> _Requirement A_
Using the forum thread on pricing carvings, explain why carvinmark says several of his carvings remain unsold.

> _Reading text_

──────────

# Pricing for carvings



## jakedesnake048

Hello what is the general rules for carvings - do most of you go by board feet or detail etc. Thanks any help with this would be greatly appreciated!


----------



## carvinmark

I have a hard time with this also. Some people I know charge by the foot (125-175). My carvings usually sell for whatever the market will bring. I sold an 8' tall Eagle for $7,800.00, but I had over 150 hours in it. I sold a 7' bear for 500.00. I have several that I will not sell because nobody wants to pay my price.
I tried to carve with less detail so I could compete with cheaper prices but I am not happy putting lesser quality carvings out that everyone knows I carved, all thou
I do have a cheap style of mushroom that sells for $25.00 and they usually sell fast. These are about a foot tall and take me about 20 minutes.
Detail is what takes time and everyone wants lots of detail but nobody wants to payfor it.

──────────

> _Data provided_
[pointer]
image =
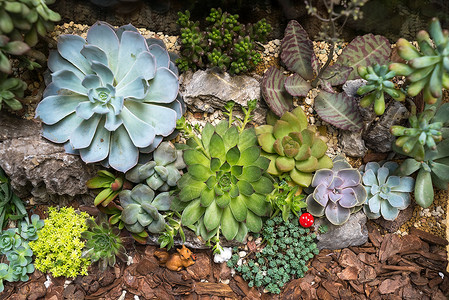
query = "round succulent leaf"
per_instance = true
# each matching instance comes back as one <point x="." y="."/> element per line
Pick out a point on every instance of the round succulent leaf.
<point x="336" y="214"/>
<point x="165" y="154"/>
<point x="313" y="207"/>
<point x="162" y="201"/>
<point x="249" y="155"/>
<point x="241" y="234"/>
<point x="191" y="191"/>
<point x="130" y="213"/>
<point x="192" y="157"/>
<point x="216" y="147"/>
<point x="251" y="174"/>
<point x="207" y="197"/>
<point x="231" y="138"/>
<point x="388" y="212"/>
<point x="253" y="222"/>
<point x="245" y="187"/>
<point x="157" y="226"/>
<point x="215" y="164"/>
<point x="351" y="177"/>
<point x="229" y="226"/>
<point x="142" y="193"/>
<point x="308" y="165"/>
<point x="247" y="138"/>
<point x="301" y="178"/>
<point x="233" y="156"/>
<point x="348" y="198"/>
<point x="223" y="200"/>
<point x="256" y="203"/>
<point x="263" y="186"/>
<point x="212" y="216"/>
<point x="282" y="128"/>
<point x="374" y="204"/>
<point x="199" y="172"/>
<point x="238" y="208"/>
<point x="324" y="162"/>
<point x="262" y="162"/>
<point x="192" y="213"/>
<point x="144" y="219"/>
<point x="304" y="152"/>
<point x="318" y="148"/>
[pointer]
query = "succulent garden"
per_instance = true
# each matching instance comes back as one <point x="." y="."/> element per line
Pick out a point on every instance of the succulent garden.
<point x="232" y="160"/>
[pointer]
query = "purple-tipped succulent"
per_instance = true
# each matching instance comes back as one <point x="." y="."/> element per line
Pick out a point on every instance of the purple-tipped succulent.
<point x="338" y="192"/>
<point x="111" y="96"/>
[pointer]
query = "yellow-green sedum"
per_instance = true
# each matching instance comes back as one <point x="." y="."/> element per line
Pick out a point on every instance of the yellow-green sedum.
<point x="59" y="247"/>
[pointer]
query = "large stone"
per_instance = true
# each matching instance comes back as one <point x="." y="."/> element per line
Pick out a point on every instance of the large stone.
<point x="208" y="90"/>
<point x="378" y="136"/>
<point x="351" y="233"/>
<point x="40" y="168"/>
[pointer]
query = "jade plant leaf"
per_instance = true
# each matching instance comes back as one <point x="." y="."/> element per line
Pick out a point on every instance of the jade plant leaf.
<point x="365" y="50"/>
<point x="338" y="110"/>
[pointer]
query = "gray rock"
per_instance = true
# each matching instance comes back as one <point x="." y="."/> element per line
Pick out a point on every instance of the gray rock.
<point x="352" y="143"/>
<point x="352" y="233"/>
<point x="40" y="167"/>
<point x="208" y="90"/>
<point x="351" y="86"/>
<point x="378" y="137"/>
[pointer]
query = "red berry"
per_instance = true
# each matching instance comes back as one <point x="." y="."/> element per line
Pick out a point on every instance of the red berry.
<point x="306" y="220"/>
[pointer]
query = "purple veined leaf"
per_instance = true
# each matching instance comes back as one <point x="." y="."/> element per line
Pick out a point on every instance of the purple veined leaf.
<point x="297" y="50"/>
<point x="365" y="50"/>
<point x="297" y="86"/>
<point x="336" y="74"/>
<point x="338" y="110"/>
<point x="274" y="92"/>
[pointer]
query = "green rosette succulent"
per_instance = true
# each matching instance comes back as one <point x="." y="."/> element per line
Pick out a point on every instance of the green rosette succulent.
<point x="161" y="173"/>
<point x="226" y="185"/>
<point x="293" y="147"/>
<point x="387" y="194"/>
<point x="338" y="192"/>
<point x="427" y="129"/>
<point x="427" y="68"/>
<point x="141" y="209"/>
<point x="103" y="243"/>
<point x="378" y="82"/>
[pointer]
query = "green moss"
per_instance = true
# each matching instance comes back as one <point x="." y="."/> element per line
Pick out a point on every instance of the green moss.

──────────

> _Requirement B_
Filter the listing and copy every line that contains the string "query".

> _Right answer A_
Several of his carvings remain unsold because nobody wants to pay his price for them.

> _Right answer B_
query = "round succulent leaf"
query = "succulent garden"
query = "purple-tipped succulent"
query = "yellow-green sedum"
query = "large stone"
query = "jade plant leaf"
query = "gray rock"
query = "red berry"
query = "purple veined leaf"
query = "green rosette succulent"
query = "green moss"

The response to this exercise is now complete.